▸ 選定抜粋:
説明

車内電源ネットワークシステム及び電源制御装置

【課題】配線効率を可及的に高めつつ、給電線や信号線等の破断や短絡の対策をする。
【解決手段】所定の位置に配置された各種モジュールに沿ってループ状の給電線23を配線する。配線効率を高め得、且つ給電線23の異常状態に応じて動的に切断部位を制御できる。ノードとなる全ての電源制御装置21a〜21dが対等に動作して給電線23上の異常部位の検出等を同レベルで行うことで、各電源制御装置21a〜21d内の動作負荷を低減でき、分散処理により安全性に優れた車内電源ネットワークシステムを提供できる。異常状態にないときには、給電線23のいずれか一の部位のみを遮断することで、耐ノイズ性を上げるとともに、環流電流を防ぐ。

【発明の詳細な説明】
【技術分野】
【0001】
本発明は、車内電源ネットワークシステム及び電源制御装置に関するものである。
【背景技術】
【0002】
ハイブリッド電気自動車(HEV:Hybrid Electric Vehicle)においては、ドライビング(走行)、ステアリング及びブレーキング等の車両における基本的な重要電装品がモジュール化されて、四輪近傍に配置される。
【0003】
図5は、四輪近傍に配置されたモジュールの一例を示す模式図である。図5の例においては、車輪1の回転駆動等を行うための走行モータ3と、この走行モータ3を駆動するインバータ5と、インバータ5への電流供給を行うDC/DCコンバータ7と、ブレーキECU9と、ステアリングECU11と、これらの各部品7,9,11等の電源制御を行うインテリジェントジャンクションボックス13とが、四輪の近傍にそれぞれ配置される。これらは、バッテリからの電源を供給するために給電線に接続されるとともに、電源制御を行うために制御信号等の通信を行う信号線に接続される。
【発明の開示】
【発明が解決しようとする課題】
【0004】
これらのモジュールは、上述のように四輪の近傍にそれぞれ別個のものとして設置されるため、これらの部位に対するエリア別給電が必要になる。
【0005】
しかしながら、自動車内の配線は、限られたスペース内で給電線や信号線等としてのワイヤハーネスを配策することになるため、スペース効率を極力高める必要がある。また、軽量化の要請からも、配線効率を可及的に高める必要がある。
【0006】
さらに、自動車は、走行中等において振動を回避することができず、また狭い部位に嵌め込んだり高温多湿部位等を通過することもあることから、通常の屋内配線より劣化、破断などに起因する断線または短絡の可能性が高い。この場合、給電線や信号線等の破断または短絡への対策が必要となる。

▸ 演習の目的:
上の抜粋によれば、図5の例においてインバータ5への電流供給を行う部品は何か。

いくつかのデータ:
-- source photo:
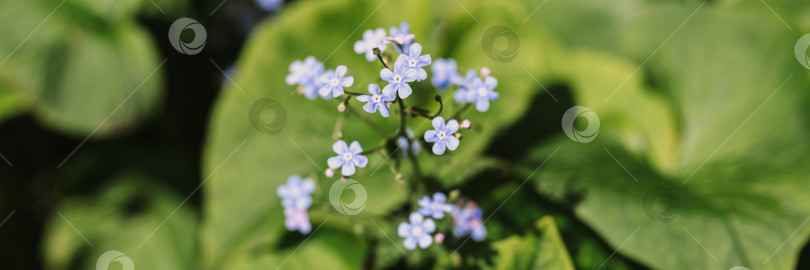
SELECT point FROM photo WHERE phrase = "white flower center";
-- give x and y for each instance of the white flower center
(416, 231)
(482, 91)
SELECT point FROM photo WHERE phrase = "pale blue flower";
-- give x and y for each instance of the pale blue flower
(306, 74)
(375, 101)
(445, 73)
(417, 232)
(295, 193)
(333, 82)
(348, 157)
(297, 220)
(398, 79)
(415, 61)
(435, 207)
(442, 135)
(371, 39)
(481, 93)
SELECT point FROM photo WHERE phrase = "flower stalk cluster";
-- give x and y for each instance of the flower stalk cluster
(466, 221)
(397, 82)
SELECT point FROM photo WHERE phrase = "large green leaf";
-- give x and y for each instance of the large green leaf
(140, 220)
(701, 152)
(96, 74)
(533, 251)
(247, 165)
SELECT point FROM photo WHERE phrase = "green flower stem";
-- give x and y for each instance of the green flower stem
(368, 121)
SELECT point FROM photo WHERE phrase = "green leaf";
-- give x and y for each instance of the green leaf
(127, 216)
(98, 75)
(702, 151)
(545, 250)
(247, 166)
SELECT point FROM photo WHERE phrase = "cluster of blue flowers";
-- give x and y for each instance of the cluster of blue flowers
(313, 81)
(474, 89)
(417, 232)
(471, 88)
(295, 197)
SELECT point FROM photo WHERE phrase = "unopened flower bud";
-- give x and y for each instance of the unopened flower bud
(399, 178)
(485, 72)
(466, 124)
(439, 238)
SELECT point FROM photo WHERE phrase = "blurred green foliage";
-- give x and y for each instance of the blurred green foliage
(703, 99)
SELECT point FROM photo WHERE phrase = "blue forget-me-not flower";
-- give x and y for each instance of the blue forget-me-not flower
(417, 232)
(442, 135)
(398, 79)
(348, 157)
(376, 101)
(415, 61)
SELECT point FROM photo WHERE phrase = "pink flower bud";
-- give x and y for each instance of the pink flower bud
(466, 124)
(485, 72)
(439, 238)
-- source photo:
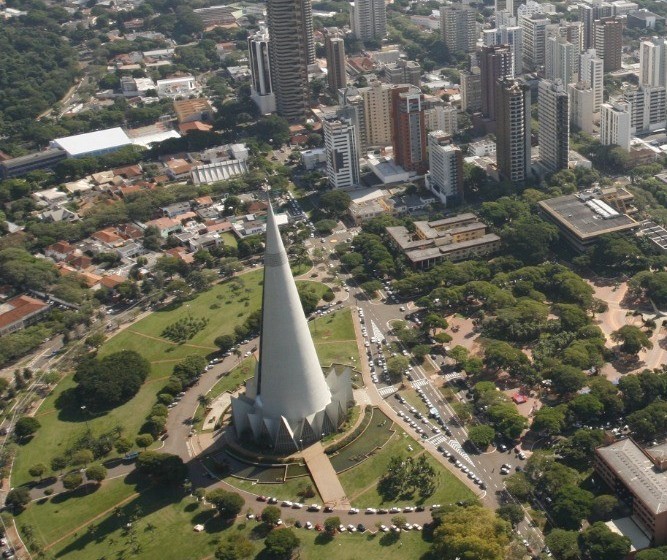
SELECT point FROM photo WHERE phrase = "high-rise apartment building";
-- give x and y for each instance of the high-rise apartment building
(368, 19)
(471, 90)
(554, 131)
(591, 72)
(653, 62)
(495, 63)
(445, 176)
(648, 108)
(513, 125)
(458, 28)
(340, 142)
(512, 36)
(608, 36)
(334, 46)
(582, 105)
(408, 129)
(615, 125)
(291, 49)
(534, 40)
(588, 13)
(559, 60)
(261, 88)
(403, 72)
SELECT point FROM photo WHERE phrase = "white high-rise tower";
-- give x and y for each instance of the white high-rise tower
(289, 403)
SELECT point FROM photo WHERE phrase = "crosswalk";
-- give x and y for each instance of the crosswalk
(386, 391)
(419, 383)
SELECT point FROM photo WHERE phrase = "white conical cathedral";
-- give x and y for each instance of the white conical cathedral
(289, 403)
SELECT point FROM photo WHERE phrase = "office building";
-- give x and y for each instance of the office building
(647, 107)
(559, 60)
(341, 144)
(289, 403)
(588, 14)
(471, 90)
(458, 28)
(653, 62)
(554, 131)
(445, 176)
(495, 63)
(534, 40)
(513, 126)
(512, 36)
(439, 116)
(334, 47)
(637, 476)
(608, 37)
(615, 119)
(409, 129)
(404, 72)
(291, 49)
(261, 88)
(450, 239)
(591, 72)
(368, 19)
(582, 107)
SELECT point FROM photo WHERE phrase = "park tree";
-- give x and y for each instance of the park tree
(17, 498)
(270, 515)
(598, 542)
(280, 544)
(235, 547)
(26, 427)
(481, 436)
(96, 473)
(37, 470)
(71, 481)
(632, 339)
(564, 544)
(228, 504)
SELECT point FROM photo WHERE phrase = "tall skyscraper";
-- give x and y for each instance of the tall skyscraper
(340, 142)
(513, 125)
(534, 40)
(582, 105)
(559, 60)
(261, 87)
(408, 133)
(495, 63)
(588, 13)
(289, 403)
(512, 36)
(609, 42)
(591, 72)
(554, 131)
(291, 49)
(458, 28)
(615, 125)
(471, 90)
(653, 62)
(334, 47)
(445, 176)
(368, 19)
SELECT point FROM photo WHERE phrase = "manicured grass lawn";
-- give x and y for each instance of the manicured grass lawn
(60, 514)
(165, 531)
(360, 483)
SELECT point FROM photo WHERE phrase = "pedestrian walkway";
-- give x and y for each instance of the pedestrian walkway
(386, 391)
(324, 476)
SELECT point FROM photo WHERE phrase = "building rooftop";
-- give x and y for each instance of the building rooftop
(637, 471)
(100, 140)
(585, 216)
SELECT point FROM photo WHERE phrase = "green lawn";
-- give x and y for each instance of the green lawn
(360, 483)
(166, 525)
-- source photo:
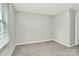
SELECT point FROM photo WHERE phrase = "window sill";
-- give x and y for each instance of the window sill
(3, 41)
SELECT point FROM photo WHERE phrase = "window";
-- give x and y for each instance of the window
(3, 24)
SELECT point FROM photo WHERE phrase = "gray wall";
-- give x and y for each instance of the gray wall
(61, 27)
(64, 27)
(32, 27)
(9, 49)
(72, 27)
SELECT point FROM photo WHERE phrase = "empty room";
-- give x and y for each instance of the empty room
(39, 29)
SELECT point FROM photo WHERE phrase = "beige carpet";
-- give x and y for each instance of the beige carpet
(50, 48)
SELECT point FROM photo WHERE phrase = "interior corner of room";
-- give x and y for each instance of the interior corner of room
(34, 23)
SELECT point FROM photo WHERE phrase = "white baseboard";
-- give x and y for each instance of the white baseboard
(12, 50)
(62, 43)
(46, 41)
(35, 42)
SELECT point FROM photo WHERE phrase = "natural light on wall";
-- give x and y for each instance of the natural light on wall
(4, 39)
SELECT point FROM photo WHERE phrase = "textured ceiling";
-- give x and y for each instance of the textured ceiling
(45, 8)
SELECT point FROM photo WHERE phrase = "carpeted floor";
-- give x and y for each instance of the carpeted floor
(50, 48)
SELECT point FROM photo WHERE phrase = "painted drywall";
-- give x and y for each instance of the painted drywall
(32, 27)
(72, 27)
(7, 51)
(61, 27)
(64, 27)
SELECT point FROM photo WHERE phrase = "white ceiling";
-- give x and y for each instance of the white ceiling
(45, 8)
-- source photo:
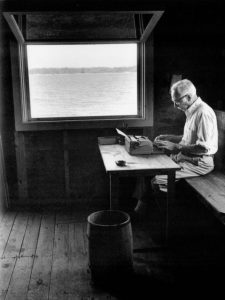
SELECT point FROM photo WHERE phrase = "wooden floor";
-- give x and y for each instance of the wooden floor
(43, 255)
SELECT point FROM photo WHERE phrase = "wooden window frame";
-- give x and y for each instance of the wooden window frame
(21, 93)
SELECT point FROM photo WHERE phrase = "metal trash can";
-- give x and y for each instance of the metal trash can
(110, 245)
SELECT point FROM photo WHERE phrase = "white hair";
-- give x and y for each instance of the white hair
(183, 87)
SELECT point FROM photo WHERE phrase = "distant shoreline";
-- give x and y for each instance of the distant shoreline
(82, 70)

▸ 演習の解答:
DC/DCコンバータ7である。